Which lines of the entries below contain the string "gray"? Copy each one.

> **THE DATA**

────────────────

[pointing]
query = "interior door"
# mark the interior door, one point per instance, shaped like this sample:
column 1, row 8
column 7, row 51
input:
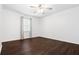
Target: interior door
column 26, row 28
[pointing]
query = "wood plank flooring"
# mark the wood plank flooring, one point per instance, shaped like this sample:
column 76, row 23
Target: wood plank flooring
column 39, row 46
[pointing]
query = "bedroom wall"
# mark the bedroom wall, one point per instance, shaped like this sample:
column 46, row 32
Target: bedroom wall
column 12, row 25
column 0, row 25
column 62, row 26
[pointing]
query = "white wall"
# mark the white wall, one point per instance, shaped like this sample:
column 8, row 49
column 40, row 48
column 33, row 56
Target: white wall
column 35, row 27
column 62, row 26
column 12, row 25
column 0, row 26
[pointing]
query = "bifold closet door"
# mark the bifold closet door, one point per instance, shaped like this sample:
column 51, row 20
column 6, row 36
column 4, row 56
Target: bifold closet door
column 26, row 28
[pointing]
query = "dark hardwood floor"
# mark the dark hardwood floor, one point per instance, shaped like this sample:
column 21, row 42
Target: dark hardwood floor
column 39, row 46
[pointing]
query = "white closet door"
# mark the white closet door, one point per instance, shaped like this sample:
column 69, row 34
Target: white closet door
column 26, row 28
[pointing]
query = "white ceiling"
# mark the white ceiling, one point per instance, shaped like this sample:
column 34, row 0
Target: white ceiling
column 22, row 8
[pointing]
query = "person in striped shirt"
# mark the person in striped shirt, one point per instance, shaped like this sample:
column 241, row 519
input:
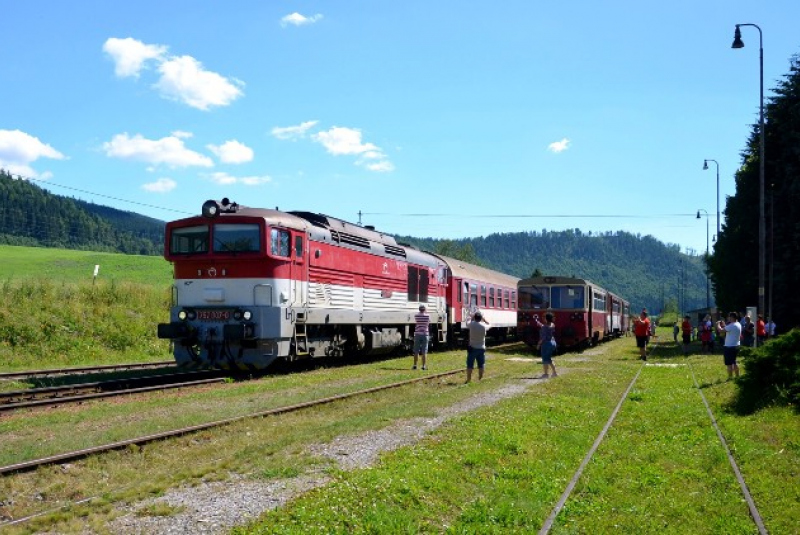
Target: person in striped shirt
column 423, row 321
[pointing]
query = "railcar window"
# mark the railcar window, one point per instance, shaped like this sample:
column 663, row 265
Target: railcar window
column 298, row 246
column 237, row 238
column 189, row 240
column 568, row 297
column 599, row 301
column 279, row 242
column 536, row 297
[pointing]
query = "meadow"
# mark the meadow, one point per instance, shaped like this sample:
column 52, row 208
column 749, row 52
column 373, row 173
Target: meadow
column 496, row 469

────────────────

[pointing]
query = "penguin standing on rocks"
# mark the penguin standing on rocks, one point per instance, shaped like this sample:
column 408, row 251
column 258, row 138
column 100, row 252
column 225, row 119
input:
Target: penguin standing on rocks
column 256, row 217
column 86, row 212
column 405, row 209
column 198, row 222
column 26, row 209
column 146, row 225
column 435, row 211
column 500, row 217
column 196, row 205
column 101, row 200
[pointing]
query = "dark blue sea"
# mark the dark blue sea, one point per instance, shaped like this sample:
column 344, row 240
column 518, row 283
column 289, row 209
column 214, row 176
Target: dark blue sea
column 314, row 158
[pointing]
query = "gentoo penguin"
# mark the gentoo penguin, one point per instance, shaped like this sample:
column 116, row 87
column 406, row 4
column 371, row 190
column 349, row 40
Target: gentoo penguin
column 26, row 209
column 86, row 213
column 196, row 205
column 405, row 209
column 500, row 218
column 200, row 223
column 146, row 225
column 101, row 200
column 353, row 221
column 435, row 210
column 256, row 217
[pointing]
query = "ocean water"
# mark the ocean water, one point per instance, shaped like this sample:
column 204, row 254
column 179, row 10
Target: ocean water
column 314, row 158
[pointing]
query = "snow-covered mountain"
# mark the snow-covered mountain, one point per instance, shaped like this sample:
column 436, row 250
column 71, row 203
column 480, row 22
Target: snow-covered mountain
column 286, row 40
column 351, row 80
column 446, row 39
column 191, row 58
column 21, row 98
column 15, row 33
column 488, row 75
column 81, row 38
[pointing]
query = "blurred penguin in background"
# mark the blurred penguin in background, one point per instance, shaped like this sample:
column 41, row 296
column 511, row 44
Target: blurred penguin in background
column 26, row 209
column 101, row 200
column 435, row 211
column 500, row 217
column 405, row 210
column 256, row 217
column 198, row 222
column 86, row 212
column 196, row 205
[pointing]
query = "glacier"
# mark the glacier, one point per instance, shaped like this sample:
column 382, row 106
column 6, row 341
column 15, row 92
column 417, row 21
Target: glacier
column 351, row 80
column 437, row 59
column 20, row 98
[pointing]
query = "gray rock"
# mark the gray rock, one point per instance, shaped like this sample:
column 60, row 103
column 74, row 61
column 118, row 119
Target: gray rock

────────────────

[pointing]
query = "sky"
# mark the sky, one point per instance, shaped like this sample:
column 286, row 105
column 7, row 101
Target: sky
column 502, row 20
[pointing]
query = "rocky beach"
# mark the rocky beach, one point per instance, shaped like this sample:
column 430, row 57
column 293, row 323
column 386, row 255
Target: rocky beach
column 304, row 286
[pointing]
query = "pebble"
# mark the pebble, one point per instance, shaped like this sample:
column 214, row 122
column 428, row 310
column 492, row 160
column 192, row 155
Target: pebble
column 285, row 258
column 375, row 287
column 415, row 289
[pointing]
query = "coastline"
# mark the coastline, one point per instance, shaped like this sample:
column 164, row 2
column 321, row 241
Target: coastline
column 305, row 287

────────────────

> **ANSWER BOX**
query = "gray rock"
# mark the gray rock, one point per instance, shaped like this sample:
Target: gray rock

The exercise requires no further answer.